• WORK INSTRUCTION: The entries below are to be reproduced in full, exactly as written.
───── MATERIALS PROVIDED ─────
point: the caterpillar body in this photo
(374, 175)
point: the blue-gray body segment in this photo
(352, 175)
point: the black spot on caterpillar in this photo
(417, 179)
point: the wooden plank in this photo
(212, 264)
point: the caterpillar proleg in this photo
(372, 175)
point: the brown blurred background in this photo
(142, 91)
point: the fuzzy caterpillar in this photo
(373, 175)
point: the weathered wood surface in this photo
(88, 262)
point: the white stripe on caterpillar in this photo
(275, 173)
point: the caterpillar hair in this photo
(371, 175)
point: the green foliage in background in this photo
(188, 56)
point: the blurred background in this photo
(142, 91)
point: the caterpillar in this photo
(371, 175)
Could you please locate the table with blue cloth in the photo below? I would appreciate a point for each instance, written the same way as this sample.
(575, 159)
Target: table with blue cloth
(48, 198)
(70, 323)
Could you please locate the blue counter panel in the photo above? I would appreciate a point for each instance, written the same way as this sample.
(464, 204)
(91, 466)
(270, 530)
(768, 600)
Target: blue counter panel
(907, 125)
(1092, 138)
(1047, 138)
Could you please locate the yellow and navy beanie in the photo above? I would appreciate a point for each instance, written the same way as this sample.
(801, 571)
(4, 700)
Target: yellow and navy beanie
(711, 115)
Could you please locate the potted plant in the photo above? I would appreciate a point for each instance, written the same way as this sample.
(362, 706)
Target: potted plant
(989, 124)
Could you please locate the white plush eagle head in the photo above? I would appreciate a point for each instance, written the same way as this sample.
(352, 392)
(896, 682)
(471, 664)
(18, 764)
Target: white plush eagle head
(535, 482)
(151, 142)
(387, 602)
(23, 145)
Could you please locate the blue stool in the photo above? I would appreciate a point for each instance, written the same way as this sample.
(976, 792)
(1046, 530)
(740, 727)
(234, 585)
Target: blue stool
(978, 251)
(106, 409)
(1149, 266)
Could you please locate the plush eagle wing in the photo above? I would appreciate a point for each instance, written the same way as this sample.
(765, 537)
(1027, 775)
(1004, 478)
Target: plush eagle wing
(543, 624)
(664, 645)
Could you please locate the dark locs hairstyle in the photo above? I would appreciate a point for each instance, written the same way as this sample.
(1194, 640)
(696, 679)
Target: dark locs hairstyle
─────
• EXPECTED ANSWER:
point: the caterpillar body in this photo
(374, 175)
point: the blue-gray body segment in this photo
(352, 175)
point: the black spot on caterpillar in this photo
(417, 179)
point: the wooden plank in this photo
(212, 264)
point: the caterpillar proleg in this photo
(372, 175)
point: the brown blurred background in this photo
(142, 91)
point: the fuzzy caterpillar in this photo
(373, 175)
point: the weathered wood surface in this photo
(88, 262)
point: the white stripe on caterpillar in this photo
(275, 173)
point: the caterpillar hair in this photo
(371, 175)
point: the green foliage in background in this photo
(188, 56)
point: the blurred background in this photo
(142, 91)
point: the caterpillar in this photo
(371, 175)
Could you please locate the table with blue cloth in the photo below? I would appreciate a point for each instance, written the same way as this sample.
(575, 159)
Target: table with blue cloth
(48, 198)
(70, 323)
Could you please locate the blue counter panel in the photo above? I would appreciate a point for each instance, written the same way as this sample.
(464, 204)
(91, 466)
(270, 530)
(768, 600)
Target: blue counter panel
(907, 125)
(1092, 138)
(1047, 138)
Could you please locate the yellow and navy beanie in the photo above? I would appreciate a point for each instance, written the same way as this sample.
(801, 571)
(4, 700)
Target: yellow and navy beanie
(711, 115)
Could you please locate the potted plant in the photo above? I would appreciate a point for each instance, written the same way as this sample.
(362, 706)
Target: potted plant
(989, 124)
Could you please locate the white plush eagle head in the photo above? I would appreciate a point for each instance, written the same way as this sample.
(352, 392)
(896, 682)
(471, 664)
(18, 764)
Target: white plush eagle head
(535, 482)
(151, 142)
(387, 602)
(23, 145)
Could you please locate the blue stool in the photo above? I would appreciate a point for each instance, written the same way as this sample.
(976, 792)
(1046, 530)
(740, 727)
(234, 585)
Target: blue stool
(978, 251)
(106, 409)
(1149, 266)
Could you please locate the plush eagle wing in the photo above? I would appreciate a point for each instance, written the same way as this sample.
(765, 537)
(1027, 775)
(1004, 478)
Target: plush eagle wing
(543, 624)
(664, 645)
Could you please locate the dark locs hairstyle in the photo above? I would appreciate a point for each instance, written the same way as this sample.
(1194, 640)
(696, 679)
Target: dark locs hairstyle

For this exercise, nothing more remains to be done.